**EXERCISE DIRECTIONS:** The lines to repeat run from the one containing "Tag boat stern." through the last line of the records below; repeat them exactly and give nothing more.

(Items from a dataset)
________________

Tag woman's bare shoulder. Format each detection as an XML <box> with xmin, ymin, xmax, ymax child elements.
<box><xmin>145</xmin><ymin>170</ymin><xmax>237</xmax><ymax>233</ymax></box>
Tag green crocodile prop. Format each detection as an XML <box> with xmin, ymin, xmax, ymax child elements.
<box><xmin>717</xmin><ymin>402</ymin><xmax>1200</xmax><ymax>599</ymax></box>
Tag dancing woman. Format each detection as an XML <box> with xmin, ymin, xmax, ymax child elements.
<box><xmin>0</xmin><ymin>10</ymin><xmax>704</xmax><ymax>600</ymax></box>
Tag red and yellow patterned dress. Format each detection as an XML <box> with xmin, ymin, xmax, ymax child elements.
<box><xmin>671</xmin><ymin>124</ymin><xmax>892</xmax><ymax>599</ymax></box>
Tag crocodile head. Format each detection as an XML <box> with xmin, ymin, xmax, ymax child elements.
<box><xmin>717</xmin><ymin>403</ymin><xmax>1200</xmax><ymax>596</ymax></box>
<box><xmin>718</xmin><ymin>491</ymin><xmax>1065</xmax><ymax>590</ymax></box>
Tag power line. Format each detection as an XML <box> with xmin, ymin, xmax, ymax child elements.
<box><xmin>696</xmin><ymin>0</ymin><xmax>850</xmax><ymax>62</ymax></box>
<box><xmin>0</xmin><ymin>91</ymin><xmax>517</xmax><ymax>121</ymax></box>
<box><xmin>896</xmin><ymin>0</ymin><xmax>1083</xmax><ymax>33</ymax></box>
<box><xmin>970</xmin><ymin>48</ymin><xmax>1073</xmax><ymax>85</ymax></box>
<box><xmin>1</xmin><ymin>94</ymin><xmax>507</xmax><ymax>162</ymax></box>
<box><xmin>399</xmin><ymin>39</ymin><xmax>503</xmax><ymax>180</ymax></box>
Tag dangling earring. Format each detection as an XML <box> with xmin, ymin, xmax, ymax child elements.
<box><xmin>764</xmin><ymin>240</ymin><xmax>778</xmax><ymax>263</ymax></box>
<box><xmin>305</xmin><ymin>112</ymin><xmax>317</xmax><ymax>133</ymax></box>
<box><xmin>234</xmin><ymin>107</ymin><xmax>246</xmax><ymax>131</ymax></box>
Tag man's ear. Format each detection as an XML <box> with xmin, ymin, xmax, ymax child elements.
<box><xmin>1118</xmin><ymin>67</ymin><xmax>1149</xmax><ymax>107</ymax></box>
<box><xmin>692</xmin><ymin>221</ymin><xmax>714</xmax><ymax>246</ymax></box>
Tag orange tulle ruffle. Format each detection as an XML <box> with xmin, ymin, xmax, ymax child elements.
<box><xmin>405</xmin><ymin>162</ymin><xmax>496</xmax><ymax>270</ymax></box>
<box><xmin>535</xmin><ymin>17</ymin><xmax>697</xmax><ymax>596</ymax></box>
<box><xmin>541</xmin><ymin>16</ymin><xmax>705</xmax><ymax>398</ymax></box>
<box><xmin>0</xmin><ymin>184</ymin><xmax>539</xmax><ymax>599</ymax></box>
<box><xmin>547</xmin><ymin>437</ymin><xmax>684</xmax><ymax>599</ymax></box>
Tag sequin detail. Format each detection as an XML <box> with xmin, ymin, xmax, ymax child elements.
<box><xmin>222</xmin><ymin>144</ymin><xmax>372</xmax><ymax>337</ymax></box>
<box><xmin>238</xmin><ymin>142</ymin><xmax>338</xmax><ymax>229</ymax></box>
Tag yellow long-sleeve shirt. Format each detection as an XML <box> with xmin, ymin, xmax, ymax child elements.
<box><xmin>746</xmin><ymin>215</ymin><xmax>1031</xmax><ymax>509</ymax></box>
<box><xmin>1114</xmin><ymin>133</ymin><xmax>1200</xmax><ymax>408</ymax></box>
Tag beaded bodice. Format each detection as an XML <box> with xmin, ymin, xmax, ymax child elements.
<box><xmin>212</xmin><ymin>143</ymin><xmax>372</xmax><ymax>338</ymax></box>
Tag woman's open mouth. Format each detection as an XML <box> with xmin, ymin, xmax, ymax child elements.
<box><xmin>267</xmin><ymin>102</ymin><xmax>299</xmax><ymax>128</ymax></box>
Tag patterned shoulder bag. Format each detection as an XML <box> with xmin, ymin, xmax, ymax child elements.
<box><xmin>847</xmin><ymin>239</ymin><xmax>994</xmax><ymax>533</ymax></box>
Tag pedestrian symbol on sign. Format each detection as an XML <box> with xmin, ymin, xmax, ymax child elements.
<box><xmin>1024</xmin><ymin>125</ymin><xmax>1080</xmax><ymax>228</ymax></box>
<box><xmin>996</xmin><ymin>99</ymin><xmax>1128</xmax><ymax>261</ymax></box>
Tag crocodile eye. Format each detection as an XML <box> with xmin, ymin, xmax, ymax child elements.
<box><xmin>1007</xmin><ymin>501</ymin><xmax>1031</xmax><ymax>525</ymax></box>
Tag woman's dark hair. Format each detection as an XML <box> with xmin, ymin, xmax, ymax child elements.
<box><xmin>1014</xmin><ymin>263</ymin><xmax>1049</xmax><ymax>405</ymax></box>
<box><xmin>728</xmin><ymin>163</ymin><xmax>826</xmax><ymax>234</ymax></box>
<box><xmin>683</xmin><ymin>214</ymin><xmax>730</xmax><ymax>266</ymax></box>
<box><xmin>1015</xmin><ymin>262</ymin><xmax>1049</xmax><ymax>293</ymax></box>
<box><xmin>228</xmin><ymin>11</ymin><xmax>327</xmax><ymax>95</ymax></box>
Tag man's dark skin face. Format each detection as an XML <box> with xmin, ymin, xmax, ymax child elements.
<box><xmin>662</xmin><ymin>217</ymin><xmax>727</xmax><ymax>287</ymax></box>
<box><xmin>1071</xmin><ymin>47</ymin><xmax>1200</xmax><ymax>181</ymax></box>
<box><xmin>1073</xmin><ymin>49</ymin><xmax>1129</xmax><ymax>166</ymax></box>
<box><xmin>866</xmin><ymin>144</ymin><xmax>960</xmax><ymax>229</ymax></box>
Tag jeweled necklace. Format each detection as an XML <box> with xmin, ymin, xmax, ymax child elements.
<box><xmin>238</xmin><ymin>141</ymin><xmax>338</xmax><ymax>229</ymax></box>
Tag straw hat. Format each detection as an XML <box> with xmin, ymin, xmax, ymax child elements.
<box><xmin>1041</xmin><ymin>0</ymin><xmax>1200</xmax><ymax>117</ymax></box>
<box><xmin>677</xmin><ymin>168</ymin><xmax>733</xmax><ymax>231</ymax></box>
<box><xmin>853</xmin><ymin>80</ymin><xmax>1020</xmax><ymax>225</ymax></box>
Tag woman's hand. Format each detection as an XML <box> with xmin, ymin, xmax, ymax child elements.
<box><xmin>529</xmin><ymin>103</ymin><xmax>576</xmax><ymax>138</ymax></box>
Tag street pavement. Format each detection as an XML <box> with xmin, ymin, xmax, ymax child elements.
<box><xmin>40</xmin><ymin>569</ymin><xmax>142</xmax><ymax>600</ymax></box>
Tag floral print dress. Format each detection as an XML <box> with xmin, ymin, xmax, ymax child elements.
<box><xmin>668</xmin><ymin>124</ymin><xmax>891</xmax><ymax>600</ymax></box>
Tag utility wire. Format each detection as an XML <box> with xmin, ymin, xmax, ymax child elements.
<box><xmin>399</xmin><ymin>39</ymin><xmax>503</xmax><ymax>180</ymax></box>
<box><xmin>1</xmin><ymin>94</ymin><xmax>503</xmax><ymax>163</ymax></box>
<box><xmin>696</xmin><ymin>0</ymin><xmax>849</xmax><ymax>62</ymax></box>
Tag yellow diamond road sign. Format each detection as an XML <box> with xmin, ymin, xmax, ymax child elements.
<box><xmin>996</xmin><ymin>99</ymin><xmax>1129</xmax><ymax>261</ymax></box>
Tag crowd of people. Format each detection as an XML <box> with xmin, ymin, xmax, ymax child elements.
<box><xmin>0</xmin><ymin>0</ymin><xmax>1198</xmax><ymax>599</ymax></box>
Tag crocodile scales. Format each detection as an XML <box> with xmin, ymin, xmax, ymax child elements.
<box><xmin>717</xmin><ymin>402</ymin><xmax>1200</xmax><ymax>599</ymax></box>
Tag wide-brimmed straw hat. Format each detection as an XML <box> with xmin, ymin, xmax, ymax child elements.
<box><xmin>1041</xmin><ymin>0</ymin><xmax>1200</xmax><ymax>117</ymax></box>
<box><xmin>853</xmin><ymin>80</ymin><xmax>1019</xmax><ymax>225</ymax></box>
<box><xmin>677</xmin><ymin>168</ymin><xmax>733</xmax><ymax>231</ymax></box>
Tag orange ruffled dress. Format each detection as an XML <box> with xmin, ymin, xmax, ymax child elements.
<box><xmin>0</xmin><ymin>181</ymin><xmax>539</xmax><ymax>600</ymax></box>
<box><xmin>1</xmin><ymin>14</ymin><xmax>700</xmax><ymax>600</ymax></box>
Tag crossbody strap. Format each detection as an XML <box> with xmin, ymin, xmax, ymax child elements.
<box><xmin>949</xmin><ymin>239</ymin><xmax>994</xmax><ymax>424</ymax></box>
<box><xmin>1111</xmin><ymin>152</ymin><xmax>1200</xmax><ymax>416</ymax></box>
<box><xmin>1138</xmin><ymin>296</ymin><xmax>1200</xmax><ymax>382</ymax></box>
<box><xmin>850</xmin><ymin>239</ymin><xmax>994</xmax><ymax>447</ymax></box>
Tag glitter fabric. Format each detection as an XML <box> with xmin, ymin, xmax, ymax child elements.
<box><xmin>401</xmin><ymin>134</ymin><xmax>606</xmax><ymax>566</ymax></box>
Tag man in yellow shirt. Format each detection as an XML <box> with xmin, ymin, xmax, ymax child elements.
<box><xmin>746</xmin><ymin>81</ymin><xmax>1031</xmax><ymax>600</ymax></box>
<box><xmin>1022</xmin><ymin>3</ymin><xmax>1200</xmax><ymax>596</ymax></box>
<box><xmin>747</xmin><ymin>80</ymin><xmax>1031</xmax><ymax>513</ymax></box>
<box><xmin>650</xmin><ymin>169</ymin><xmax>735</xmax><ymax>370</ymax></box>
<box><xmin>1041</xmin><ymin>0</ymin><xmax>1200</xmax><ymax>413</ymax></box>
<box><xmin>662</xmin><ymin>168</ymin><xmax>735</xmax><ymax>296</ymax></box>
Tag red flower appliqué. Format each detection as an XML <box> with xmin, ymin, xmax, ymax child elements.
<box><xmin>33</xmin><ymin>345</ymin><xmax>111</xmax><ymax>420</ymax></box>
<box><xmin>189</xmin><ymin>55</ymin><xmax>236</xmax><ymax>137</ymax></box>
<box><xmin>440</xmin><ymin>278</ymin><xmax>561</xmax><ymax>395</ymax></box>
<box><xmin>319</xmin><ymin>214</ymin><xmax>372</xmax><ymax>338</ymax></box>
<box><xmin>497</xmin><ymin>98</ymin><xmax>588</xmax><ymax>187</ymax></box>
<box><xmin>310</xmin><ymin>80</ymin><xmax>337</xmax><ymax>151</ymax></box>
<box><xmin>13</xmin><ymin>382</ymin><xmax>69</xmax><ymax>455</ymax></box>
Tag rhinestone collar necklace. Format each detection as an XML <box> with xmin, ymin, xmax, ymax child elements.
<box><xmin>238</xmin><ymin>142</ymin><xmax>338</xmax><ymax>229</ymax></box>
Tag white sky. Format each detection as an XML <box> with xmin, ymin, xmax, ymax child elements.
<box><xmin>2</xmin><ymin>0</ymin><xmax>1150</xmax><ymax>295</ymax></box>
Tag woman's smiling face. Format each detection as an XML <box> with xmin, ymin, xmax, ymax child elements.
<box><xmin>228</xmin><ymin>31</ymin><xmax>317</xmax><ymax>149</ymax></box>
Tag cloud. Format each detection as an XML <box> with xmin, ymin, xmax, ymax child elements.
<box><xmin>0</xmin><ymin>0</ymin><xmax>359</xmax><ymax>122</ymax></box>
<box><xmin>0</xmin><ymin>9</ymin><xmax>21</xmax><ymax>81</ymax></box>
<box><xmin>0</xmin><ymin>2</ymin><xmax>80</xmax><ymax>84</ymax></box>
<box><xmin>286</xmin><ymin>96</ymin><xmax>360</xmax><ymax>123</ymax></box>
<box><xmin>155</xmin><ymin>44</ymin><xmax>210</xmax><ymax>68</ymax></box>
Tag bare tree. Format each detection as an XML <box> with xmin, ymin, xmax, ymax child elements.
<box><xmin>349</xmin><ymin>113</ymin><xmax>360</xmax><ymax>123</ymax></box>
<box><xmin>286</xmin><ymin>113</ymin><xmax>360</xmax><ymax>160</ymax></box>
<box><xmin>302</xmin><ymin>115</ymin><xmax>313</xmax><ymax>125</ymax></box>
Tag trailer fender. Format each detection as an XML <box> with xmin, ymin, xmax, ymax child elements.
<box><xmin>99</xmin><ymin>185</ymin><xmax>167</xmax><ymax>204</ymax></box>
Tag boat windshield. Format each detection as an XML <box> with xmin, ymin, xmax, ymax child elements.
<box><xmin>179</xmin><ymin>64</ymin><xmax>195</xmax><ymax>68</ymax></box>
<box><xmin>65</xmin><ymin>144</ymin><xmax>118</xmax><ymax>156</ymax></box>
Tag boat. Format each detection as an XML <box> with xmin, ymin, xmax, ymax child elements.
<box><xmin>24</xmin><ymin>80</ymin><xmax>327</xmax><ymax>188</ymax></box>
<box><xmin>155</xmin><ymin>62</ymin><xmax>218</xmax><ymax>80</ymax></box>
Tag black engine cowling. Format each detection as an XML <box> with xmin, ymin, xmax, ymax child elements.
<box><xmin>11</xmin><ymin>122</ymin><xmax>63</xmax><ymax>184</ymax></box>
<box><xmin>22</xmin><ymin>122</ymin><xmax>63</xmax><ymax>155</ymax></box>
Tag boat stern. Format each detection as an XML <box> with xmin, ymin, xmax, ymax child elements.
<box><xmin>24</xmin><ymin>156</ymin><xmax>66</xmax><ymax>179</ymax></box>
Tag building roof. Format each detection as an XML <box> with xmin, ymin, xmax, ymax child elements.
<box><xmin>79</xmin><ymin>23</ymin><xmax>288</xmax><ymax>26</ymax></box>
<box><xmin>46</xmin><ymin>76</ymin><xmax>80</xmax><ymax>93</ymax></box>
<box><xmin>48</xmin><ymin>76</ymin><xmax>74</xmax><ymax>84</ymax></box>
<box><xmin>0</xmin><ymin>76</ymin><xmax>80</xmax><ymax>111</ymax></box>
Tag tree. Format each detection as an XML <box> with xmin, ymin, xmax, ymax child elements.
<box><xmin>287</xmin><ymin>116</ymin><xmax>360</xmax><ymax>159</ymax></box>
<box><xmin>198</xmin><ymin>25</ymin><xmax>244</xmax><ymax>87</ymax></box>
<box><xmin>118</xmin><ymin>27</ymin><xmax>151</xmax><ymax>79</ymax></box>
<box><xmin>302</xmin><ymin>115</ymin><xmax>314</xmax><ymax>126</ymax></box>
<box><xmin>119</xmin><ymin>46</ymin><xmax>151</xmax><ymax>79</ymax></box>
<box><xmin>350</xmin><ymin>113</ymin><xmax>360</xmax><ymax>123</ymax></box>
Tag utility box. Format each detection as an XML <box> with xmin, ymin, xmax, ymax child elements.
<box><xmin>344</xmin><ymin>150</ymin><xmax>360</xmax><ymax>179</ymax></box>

________________

**EXERCISE RESPONSE:**
Tag boat stern. Format each detection as an XML <box> with xmin, ymin, xmax, ymax child elements.
<box><xmin>24</xmin><ymin>156</ymin><xmax>66</xmax><ymax>179</ymax></box>
Tag building roof. Format each detection as an XML <box> with xmin, ymin, xmax, ymax child elements.
<box><xmin>79</xmin><ymin>23</ymin><xmax>288</xmax><ymax>26</ymax></box>
<box><xmin>46</xmin><ymin>76</ymin><xmax>80</xmax><ymax>93</ymax></box>
<box><xmin>48</xmin><ymin>76</ymin><xmax>74</xmax><ymax>84</ymax></box>
<box><xmin>0</xmin><ymin>76</ymin><xmax>80</xmax><ymax>111</ymax></box>
Tag tree. Format each detection as an XML <box> with xmin, ymin, xmax, ymax child elements.
<box><xmin>287</xmin><ymin>116</ymin><xmax>360</xmax><ymax>159</ymax></box>
<box><xmin>198</xmin><ymin>25</ymin><xmax>244</xmax><ymax>87</ymax></box>
<box><xmin>118</xmin><ymin>27</ymin><xmax>151</xmax><ymax>79</ymax></box>
<box><xmin>302</xmin><ymin>115</ymin><xmax>314</xmax><ymax>126</ymax></box>
<box><xmin>119</xmin><ymin>46</ymin><xmax>151</xmax><ymax>79</ymax></box>
<box><xmin>350</xmin><ymin>113</ymin><xmax>360</xmax><ymax>123</ymax></box>
Tag utility box. Format each detection as an XML <box> with xmin, ymin, xmax, ymax child elements.
<box><xmin>344</xmin><ymin>150</ymin><xmax>360</xmax><ymax>179</ymax></box>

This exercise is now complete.